┌─ DOCUMENT SECTION

Profitus acts as an intermediary between investors and business owners seeking to implement their business projects. We carefully evaluate and select business projects, and then offer them to our investors. The entire administration process is carried out by a team of professionals consisting of real estate, risk management, legal, financial analysts and other specialists.

Key Investment Parameters on the Profitus Platform:

  • Duration: Projects are typically financed for 3-36 months, with most projects being financed for 9-12 months.
  • Collateral: Real estate collateral is used as collateral in all projects. There are also projects with legal entity guarantees.
  • Minimum Investment: 100 euros
  • Fees: No administrative fees are charged to investors on the platform.
  • Pledged Asset: This asset is appraised separately by both internal and external independent appraisers to ensure that the pledged asset value is in line with market value.
  • Investment return. The annual interest rates for projects offered on the Profitus platform range from 6.5% to 15%. The average return is 10%, but considering all increased interest rates, the average real return can reach around 12% per annum.

In simple terms, the process is as follows:

  • Businesses seeking financing for their business plans approach us.
  • We conduct a thorough screening of projects, using not only our accumulated knowledge but also a unique algorithm we have developed. The algorithm assesses a multitude of criteria and helps us decide whether a project is suitable for our platform.
  • Based on the algorithm's data, the risk management department assigns a rating to the project. Currently, the platform uses 10 different risk categories - from A+ to D. A+ rated projects are the least risky, while D rated projects are the riskiest, but also with the highest interest rates. Well, you will be able to see the changes on the Profitus platform in June, as we will be switching to an international model, taking into account the needs of experienced market participants. These changes will further tighten and strengthen our project selection criteria. Although, to be honest, we are already receiving feedback from investors that we are quite strict in our project evaluation. Of course, we take this as a compliment.
  • We also have E and F ratings, however, these do not meet our platform criteria as they are too risky. We strive to maintain a healthy loan portfolio with the lowest possible percentage of delinquent and recoverable loans. Overall, our risk tolerance is quite low, and we only accept low-risk projects. We continuously monitor the weighted risk rating of our active portfolio and strive to keep it within the norm. We prioritize portfolio quality, which builds trust and demonstrates the Platform's commitment to selecting only reliable and high-quality projects.
  • As a result, only 1 out of 5 projects from businesses that contact us meet our requirements and are published on the platform. This strategy pays off, as our loan portfolio is currently very reliable - only 2.13% of loans are delinquent and 0.88% are in default. To date, all investors have recovered their full investments and have not suffered any losses.

We are constantly evolving:

In order to improve the experience of both investors and project developers, we are expanding the range of services we offer and financing various types of loans, taking into account the needs of real estate developers and allowing investors to diversify their investments. So on the Profitus platform, you can invest in refinancing, real estate development, acquisition, rental and renovation loans.

└─

* _EXERCISE A_:
Answer these questions using the Profitus platform overview:
(i) What is the minimum investment?
(ii) How many risk categories does the platform currently use, and what range do they span?
(iii) What share of projects from businesses that contact Profitus are published on the platform?
* _EXERCISE B_: Proceed with the Profitus platform overview, starting after its final sentence.

┌─ PROVIDED INFORMATION

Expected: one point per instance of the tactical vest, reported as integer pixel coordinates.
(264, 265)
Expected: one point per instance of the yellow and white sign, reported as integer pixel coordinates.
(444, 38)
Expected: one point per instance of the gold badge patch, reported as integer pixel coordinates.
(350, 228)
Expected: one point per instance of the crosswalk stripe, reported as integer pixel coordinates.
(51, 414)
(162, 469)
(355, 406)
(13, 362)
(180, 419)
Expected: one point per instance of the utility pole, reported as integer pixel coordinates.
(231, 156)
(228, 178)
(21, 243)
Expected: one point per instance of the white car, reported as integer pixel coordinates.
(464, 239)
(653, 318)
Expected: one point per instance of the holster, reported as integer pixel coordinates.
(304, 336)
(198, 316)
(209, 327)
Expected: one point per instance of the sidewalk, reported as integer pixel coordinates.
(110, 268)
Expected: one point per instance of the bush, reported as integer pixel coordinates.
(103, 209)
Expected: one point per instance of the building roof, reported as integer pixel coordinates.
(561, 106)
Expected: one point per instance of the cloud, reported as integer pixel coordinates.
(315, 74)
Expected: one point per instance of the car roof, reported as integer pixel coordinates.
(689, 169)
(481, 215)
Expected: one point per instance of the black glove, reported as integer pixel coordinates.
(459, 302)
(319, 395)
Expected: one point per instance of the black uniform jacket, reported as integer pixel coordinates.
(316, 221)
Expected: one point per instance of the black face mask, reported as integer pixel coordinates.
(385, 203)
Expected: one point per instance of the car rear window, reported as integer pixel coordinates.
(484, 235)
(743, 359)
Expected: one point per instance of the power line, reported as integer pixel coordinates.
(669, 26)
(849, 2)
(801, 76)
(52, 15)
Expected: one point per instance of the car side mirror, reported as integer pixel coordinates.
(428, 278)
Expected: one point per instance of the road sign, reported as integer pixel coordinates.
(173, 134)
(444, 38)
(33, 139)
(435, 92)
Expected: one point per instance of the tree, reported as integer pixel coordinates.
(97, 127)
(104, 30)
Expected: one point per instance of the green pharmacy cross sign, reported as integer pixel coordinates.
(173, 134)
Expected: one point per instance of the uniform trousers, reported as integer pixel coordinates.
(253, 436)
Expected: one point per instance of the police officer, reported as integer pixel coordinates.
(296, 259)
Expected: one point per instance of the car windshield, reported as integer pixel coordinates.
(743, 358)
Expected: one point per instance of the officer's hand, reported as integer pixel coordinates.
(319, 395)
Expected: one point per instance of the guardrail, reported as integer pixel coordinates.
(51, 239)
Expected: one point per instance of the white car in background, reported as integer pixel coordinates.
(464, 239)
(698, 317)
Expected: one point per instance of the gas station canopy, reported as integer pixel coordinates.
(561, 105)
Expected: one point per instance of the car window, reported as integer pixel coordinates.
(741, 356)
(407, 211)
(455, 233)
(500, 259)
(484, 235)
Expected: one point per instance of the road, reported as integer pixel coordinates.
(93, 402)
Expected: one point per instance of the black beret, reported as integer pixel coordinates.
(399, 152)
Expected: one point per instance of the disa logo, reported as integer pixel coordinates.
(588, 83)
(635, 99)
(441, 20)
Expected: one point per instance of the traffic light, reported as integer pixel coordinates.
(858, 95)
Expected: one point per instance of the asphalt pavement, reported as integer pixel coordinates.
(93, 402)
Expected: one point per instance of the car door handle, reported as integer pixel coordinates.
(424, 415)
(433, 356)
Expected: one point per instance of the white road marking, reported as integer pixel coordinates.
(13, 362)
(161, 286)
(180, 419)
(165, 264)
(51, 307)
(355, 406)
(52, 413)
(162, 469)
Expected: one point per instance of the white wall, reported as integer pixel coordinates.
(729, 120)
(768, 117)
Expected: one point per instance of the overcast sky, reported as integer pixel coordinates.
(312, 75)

└─

* _RIGHT ANSWER A_:
(i) 100 euros.
(ii) 10 risk categories, from A+ to D.
(iii) 1 out of 5.

* _RIGHT ANSWER B_:
In the early stages of our operations, when the investor community was small, we mainly financed residential projects (houses, apartment buildings and quarters), however, as our financing capabilities have grown and more and more large investors, legal entities, banks and credit unions have joined the community, our financing capabilities have grown much faster, so we are now increasingly financing commercial projects, lending not only in Lithuania but also in Estonia, Spain and Latvia, for example, the expansion of the PRO BRO tunnel car wash in Latvia.

Additional points to mention:

  • Profitus has a strong track record, with a 0% investor loss.
  • The Profitus platform is regulated by European regulations and supervised by the Bank of Lithuania. We are also listed in Germany, Latvia, Estonia and Spain. This means that we operate not only legally but also under the supervision of institutions.
  • While our risk tolerance is low, we do have a separate, riskier product for those who want to earn more - where you can earn 12-15% annual interest.
  • Profitus has a team of experienced professionals with a proven track record in the real estate and finance industries.

No doubt Profitus receives hundreds of loan applications but selects only a few best of them, so could you please guide us through the selection process?

Profitus has established a stringent selection process to ensure that only the most viable and promising projects are funded on our platform. This approach safeguards our investors' interests and minimizes the risk of defaults.

Key Selection Criteria

When evaluating projects, Profitus carefully considers a comprehensive set of factors, including:

  • Business Plan: We thoroughly assess the project's business plan, evaluating its feasibility, market potential, and potential return on investment.
  • Developer Reputation and Experience: We check the developer's track record, expertise, and financial standing to ensure they have the capabilities to successfully execute the project.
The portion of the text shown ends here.